ABOUT THIS TASK - In the records, find each line where "target" occurs, and copy it.

[Source data]
_ _ _ _ _ _ _

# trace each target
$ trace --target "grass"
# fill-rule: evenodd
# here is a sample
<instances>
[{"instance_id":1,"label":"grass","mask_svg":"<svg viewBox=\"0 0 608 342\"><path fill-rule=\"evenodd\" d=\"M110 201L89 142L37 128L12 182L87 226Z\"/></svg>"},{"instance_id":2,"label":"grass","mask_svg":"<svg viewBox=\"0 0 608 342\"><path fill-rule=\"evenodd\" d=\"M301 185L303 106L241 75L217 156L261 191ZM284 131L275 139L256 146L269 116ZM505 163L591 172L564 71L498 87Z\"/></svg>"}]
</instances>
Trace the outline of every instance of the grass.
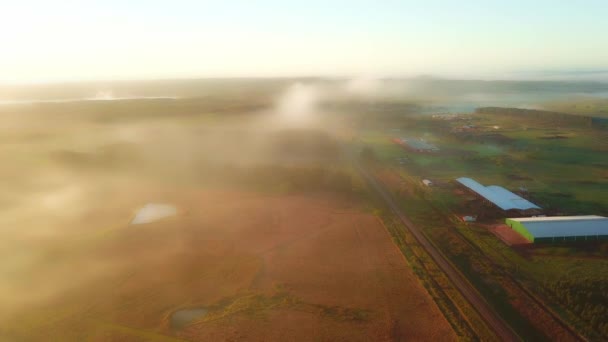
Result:
<instances>
[{"instance_id":1,"label":"grass","mask_svg":"<svg viewBox=\"0 0 608 342\"><path fill-rule=\"evenodd\" d=\"M234 315L248 315L264 319L270 310L291 309L319 314L337 321L365 322L371 312L361 308L328 306L305 302L279 287L272 295L248 292L236 297L225 298L208 307L209 312L197 322L212 322Z\"/></svg>"},{"instance_id":2,"label":"grass","mask_svg":"<svg viewBox=\"0 0 608 342\"><path fill-rule=\"evenodd\" d=\"M493 117L482 118L491 120ZM511 118L511 121L516 120ZM528 129L518 127L501 132L513 139L505 144L462 141L445 133L443 136L435 134L443 138L439 145L450 147L437 155L407 153L396 145L391 146L390 131L366 131L362 140L373 146L384 162L396 163L397 158L407 155L410 162L401 164L401 167L421 178L452 180L473 176L488 185L498 184L511 189L525 186L541 206L554 211L608 214L608 197L602 195L608 192L608 165L603 161L608 153L608 143L605 143L608 134L582 128L560 129L571 138L543 140L538 137L545 132L555 132L555 128L542 127L539 132L527 124L521 123L520 126ZM512 176L521 179L513 179ZM559 193L569 196L553 195Z\"/></svg>"},{"instance_id":3,"label":"grass","mask_svg":"<svg viewBox=\"0 0 608 342\"><path fill-rule=\"evenodd\" d=\"M551 127L550 123L489 115L479 116L476 120L489 126L499 125L500 134L511 140L498 144L475 139L460 140L446 134L445 130L439 133L442 128L438 126L434 136L439 141L435 142L439 146L450 146L449 151L438 155L410 153L410 162L396 166L394 159L406 152L390 146L388 140L392 132L386 131L383 136L382 132L363 131L362 140L378 152L383 168L396 170L395 173L410 188L417 189L413 193L400 191L396 194L410 196L402 206L405 212L424 227L427 235L522 336L535 340L547 338L539 328L531 325L530 319L534 320L530 316L532 311L524 313L525 308L513 304L513 296L525 296L518 293L529 291L579 332L601 338L601 333L598 335L597 328L591 328L591 324L602 326L602 322L585 321L573 308L561 305L559 297L548 285L566 279L563 286L575 288L584 285L583 279L605 281L608 279L605 253L597 249L585 252L578 248L547 246L522 255L485 229L448 223L447 227L456 227L450 230L445 222L437 222L436 217L446 217L457 211L461 199L450 191L424 188L419 183L422 178L448 181L460 176L473 176L487 185L502 185L510 189L523 185L530 191L533 202L551 212L607 215L608 197L604 195L608 193L608 177L603 160L608 152L608 134L593 129ZM417 127L415 124L411 126ZM425 124L423 127L418 131L410 128L408 134L433 131L432 126ZM567 138L540 139L557 134ZM429 205L439 212L431 210ZM565 273L564 270L569 271ZM518 281L505 278L511 276ZM518 289L520 286L522 288Z\"/></svg>"},{"instance_id":4,"label":"grass","mask_svg":"<svg viewBox=\"0 0 608 342\"><path fill-rule=\"evenodd\" d=\"M131 328L131 327L127 327L127 326L123 326L123 325L111 323L111 322L94 320L94 321L92 321L92 323L95 326L92 330L95 332L92 334L92 336L91 335L87 336L87 340L93 340L97 336L99 336L100 340L103 340L103 339L109 339L111 336L111 338L113 338L113 339L124 338L129 341L138 341L138 340L150 341L150 342L183 342L183 341L187 341L187 340L184 340L181 338L167 336L167 335L159 334L159 333L148 331L148 330Z\"/></svg>"},{"instance_id":5,"label":"grass","mask_svg":"<svg viewBox=\"0 0 608 342\"><path fill-rule=\"evenodd\" d=\"M71 297L70 301L65 302L57 298L57 304L45 302L41 309L34 307L31 311L26 310L29 311L27 314L12 321L15 324L2 324L3 331L0 331L0 334L4 336L4 333L8 333L8 336L23 337L24 340L36 337L83 340L84 337L92 337L101 340L177 341L179 339L159 334L155 329L158 327L162 330L162 327L158 326L159 321L176 305L195 304L190 302L216 303L205 305L211 310L199 323L224 318L229 320L237 315L264 319L271 310L277 308L302 310L338 322L363 323L377 318L373 312L363 308L304 302L284 289L277 289L271 294L237 292L244 291L239 282L248 284L257 272L257 259L226 255L215 259L211 254L202 253L205 251L201 248L204 243L208 243L206 246L212 248L213 243L197 241L200 234L191 234L193 231L187 226L179 229L179 234L185 235L181 236L182 244L177 248L181 250L184 246L189 246L189 243L195 244L192 254L158 254L157 263L157 259L148 257L148 253L157 254L162 252L163 248L152 242L159 241L164 245L170 244L171 239L156 235L166 227L160 225L157 230L148 227L145 231L146 236L151 238L147 240L150 245L140 244L138 247L138 242L141 243L142 240L134 235L130 237L130 243L121 245L129 253L116 255L117 258L121 257L118 262L120 265L133 263L134 270L137 271L125 270L120 276L105 276L100 279L83 275L86 271L90 272L89 266L95 266L97 263L81 264L78 261L84 258L79 256L87 256L87 251L101 248L105 252L100 253L100 257L95 260L109 261L114 257L114 253L121 250L119 248L113 251L109 247L121 239L129 238L124 235L129 232L129 229L124 229L129 217L128 210L124 209L139 205L151 195L142 193L141 197L135 196L141 190L134 186L135 183L141 182L140 186L146 189L171 188L173 192L183 192L189 188L202 189L203 186L209 189L223 179L235 188L255 189L273 194L329 190L332 195L338 193L351 199L366 196L361 181L349 171L345 171L343 161L337 161L335 156L313 157L313 160L305 161L306 167L300 168L289 166L291 159L285 158L286 154L287 157L299 155L300 150L295 153L287 151L280 156L272 154L276 151L271 151L269 164L272 167L267 169L241 168L231 164L253 155L259 157L252 158L256 165L266 165L264 163L267 160L260 161L263 156L258 156L260 151L252 147L256 145L255 142L259 142L258 139L247 140L246 134L243 135L253 129L249 126L252 122L242 122L249 118L251 111L265 110L272 106L271 93L263 89L260 92L266 95L245 96L239 90L236 93L243 95L241 97L222 97L214 92L205 98L187 100L90 102L0 108L0 114L6 118L5 125L0 129L0 142L3 144L0 158L9 161L0 170L5 190L4 194L0 195L0 203L6 201L7 207L22 206L37 210L43 206L36 196L38 192L45 193L51 188L59 188L63 183L83 183L82 199L70 202L68 198L62 207L71 210L81 204L88 204L97 208L94 211L86 211L92 215L86 217L84 224L78 223L69 231L59 228L68 227L72 221L66 219L67 223L64 223L59 218L51 217L61 214L57 210L17 212L23 215L14 219L19 225L18 229L13 230L26 235L22 236L22 239L14 239L17 242L13 246L14 250L19 253L31 252L35 258L42 260L37 263L38 267L50 270L49 277L46 273L41 273L40 277L24 278L20 281L29 286L41 280L45 289L52 288L54 282L62 283L60 280L63 279L52 279L51 276L55 275L53 268L46 266L53 266L57 260L64 257L69 261L63 265L70 266L69 272L66 272L70 276L66 276L65 281L78 284L76 281L82 278L87 282L82 282L84 285L79 288L67 288L66 293L76 294L76 298ZM252 90L247 94L255 93L258 91ZM595 284L598 279L606 279L604 271L607 266L604 259L600 259L605 255L588 255L563 247L545 247L530 256L515 253L480 229L454 226L446 222L441 213L456 208L459 205L458 198L440 190L421 187L420 178L449 180L475 174L488 184L515 187L523 183L543 205L546 203L573 213L596 211L597 208L608 207L608 199L602 196L606 193L608 177L605 173L607 165L602 161L606 153L606 144L602 143L605 141L605 134L578 128L540 127L537 122L517 122L510 118L480 116L475 119L479 126L500 125L498 133L511 141L488 142L476 139L475 136L465 139L446 133L449 132L449 127L445 129L446 127L438 127L424 117L406 115L406 112L415 110L412 106L402 107L388 106L385 108L387 113L380 116L367 115L382 110L379 107L370 107L371 113L365 113L366 115L359 119L369 124L367 127L373 127L363 135L363 141L373 146L382 163L395 166L398 164L397 158L404 155L410 157L408 163L399 166L398 173L408 184L407 188L414 190L405 191L400 195L409 196L407 201L403 200L402 203L408 215L424 227L425 233L442 248L448 258L453 258L454 263L459 265L484 294L496 297L491 299L495 306L505 306L501 309L503 314L515 322L519 330L528 330L528 325L522 321L522 315L511 308L509 300L514 290L509 287L499 270L520 276L527 287L548 298L548 303L554 310L571 320L581 331L593 330L589 328L589 322L584 318L586 316L576 317L580 310L572 311L560 306L559 294L548 285L568 280L571 283L565 283L565 288L585 290L586 288L582 287L585 281L592 280ZM349 120L349 123L355 121L357 114L350 115L349 113L349 116L344 116L343 119ZM401 130L389 131L393 127ZM551 135L567 138L540 139ZM266 131L259 134L260 139L267 136ZM390 138L395 136L426 137L437 144L442 152L437 155L408 153L390 141ZM316 137L318 135L313 136L312 140L317 141ZM123 152L126 154L121 154ZM325 156L320 152L327 152L327 149L321 147L312 151L315 155ZM125 155L127 158L123 158ZM131 158L133 156L139 158ZM136 162L133 162L134 160ZM508 177L510 174L529 175L532 180L512 181ZM89 183L94 186L88 186ZM218 186L223 187L225 184ZM116 193L122 195L116 197ZM131 195L132 199L129 197ZM157 195L164 198L167 194ZM229 202L238 200L231 199ZM278 207L280 204L274 205ZM6 217L11 217L11 214L9 212ZM184 213L186 216L191 214ZM207 214L213 213L205 215ZM492 340L494 336L483 320L460 293L450 286L445 275L416 244L413 237L403 230L387 211L379 210L377 214L461 338ZM115 221L117 217L119 222ZM2 223L5 224L6 221ZM44 228L47 228L47 221L55 224L49 227L57 229L46 231ZM230 220L222 218L221 224L227 224L227 221ZM65 236L58 237L59 233ZM30 236L41 240L50 239L49 235L61 241L53 244L55 248L48 251L38 248L36 244L28 245L21 241L28 240ZM145 260L149 263L135 259L136 253L132 252L137 251L141 256L147 256ZM3 263L2 266L13 266L11 263L15 259L11 258L11 254L11 249L5 252L3 256L8 255L8 258L4 261L8 263ZM97 254L93 253L89 256L95 255ZM574 258L567 258L568 256ZM164 262L172 264L167 265ZM496 269L496 265L500 269ZM27 266L24 265L23 269L28 270ZM16 268L19 267L21 266L17 265ZM189 267L197 271L190 272ZM10 267L7 269L10 270ZM73 269L78 269L79 272L73 273ZM563 272L563 269L569 271ZM147 277L146 272L150 271L153 274ZM12 274L17 276L9 277L10 281L20 277L19 273ZM164 274L167 279L156 283L158 278L162 278L158 277L158 274ZM219 285L209 285L210 279L215 282L219 280ZM222 280L224 283L221 283ZM134 284L129 285L130 281ZM136 287L129 287L133 285ZM28 291L28 286L24 286L24 292ZM55 286L62 288L58 284ZM175 288L179 290L174 291ZM235 292L239 294L235 295ZM219 300L220 298L225 299ZM113 303L112 299L116 299L116 303ZM73 319L80 323L83 305L85 309L92 308L87 311L91 313L91 317L103 317L107 321L92 320L87 316L82 317L86 324L70 324L74 323ZM18 319L20 317L23 319ZM138 325L145 325L147 329L140 329ZM5 331L7 329L12 331ZM89 332L92 335L87 336ZM526 336L536 339L540 334L531 332Z\"/></svg>"},{"instance_id":6,"label":"grass","mask_svg":"<svg viewBox=\"0 0 608 342\"><path fill-rule=\"evenodd\" d=\"M412 202L418 202L418 208L412 210ZM424 200L415 198L404 199L403 210L410 219L421 227L431 241L450 260L484 296L490 305L505 319L511 327L524 339L535 341L547 340L547 337L536 329L530 322L515 310L509 294L502 284L493 279L493 268L484 262L484 256L478 255L467 245L453 229L446 225L441 213L428 206ZM438 217L435 220L430 217Z\"/></svg>"},{"instance_id":7,"label":"grass","mask_svg":"<svg viewBox=\"0 0 608 342\"><path fill-rule=\"evenodd\" d=\"M210 306L202 322L220 320L236 314L262 316L268 310L287 308L298 304L298 300L287 292L278 292L272 296L259 293L247 293L235 298L227 298Z\"/></svg>"},{"instance_id":8,"label":"grass","mask_svg":"<svg viewBox=\"0 0 608 342\"><path fill-rule=\"evenodd\" d=\"M475 309L462 297L460 292L450 285L449 279L426 251L418 245L415 238L404 229L402 223L398 222L384 202L377 195L370 195L369 198L374 206L379 208L376 210L376 215L391 234L393 242L400 249L460 339L464 341L495 339L494 333L485 325ZM409 204L412 205L407 206L408 214L422 214L426 210L424 206L417 205L418 203Z\"/></svg>"},{"instance_id":9,"label":"grass","mask_svg":"<svg viewBox=\"0 0 608 342\"><path fill-rule=\"evenodd\" d=\"M568 101L553 101L543 107L558 112L608 117L608 99L598 97L581 97Z\"/></svg>"}]
</instances>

_ _ _ _ _ _ _

SOLUTION TO THIS PROBLEM -
# trace each target
$ trace --target "grass"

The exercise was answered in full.